§ **WHAT IS BEING ASKED**: Reproduce the data below line for line without any changes, leaving out the pictures.

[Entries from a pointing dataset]
····················

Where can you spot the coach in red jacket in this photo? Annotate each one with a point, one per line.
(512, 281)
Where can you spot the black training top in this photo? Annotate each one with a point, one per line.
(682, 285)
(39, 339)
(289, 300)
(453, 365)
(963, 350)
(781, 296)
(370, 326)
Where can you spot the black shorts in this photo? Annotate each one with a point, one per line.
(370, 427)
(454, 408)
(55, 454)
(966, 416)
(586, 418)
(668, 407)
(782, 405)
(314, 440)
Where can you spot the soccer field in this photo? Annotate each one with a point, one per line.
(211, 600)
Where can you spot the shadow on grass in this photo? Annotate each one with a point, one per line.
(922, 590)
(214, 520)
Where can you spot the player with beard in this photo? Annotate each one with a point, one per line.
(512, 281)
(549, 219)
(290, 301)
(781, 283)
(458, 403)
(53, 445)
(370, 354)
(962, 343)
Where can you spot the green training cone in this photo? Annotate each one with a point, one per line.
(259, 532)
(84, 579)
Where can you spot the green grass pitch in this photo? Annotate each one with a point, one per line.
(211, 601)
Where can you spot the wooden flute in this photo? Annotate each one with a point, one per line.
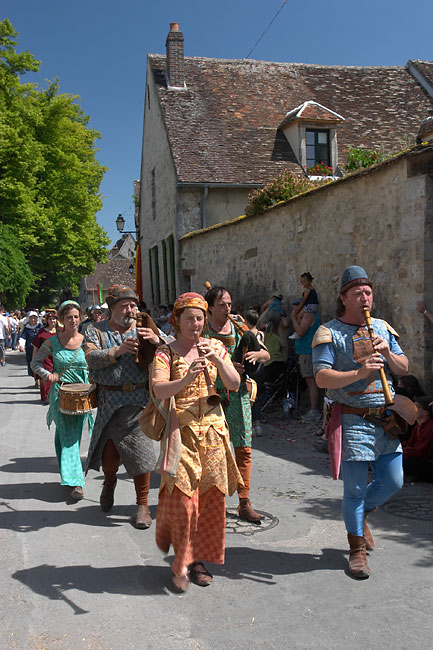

····················

§ **SOLUTION**:
Where can you spot the coach in red jacket in this photo? Annotate each one with a point, one per line.
(512, 281)
Where can you spot the black training top in this photo? Annotate each one with a point, one per line.
(682, 285)
(39, 339)
(289, 300)
(453, 365)
(963, 350)
(781, 296)
(370, 326)
Where can you spot the black shorts in this photo? Annotate each one with a point, one per line.
(370, 427)
(454, 408)
(55, 454)
(966, 416)
(586, 418)
(668, 407)
(782, 405)
(314, 440)
Where can you spot the soccer field in this photo? Annotate each one with a point, one per line.
(211, 600)
Where can you spot the shadow on grass in this photo? Annotate each one with a point, one per line.
(922, 590)
(214, 520)
Where can you spot the player with beard in this photo? Annotate each one with a point, one per line.
(512, 281)
(549, 219)
(290, 301)
(781, 283)
(458, 403)
(53, 445)
(370, 354)
(962, 343)
Where can you spot the green training cone in this photo? Annotate each one with a point, one per line.
(259, 532)
(84, 579)
Where can you spot the green grass pitch in this photo? Annotate each one with a point, one per line.
(211, 601)
Where can you spot the wooden flute in this photo? Annotate each one with a point, one per line.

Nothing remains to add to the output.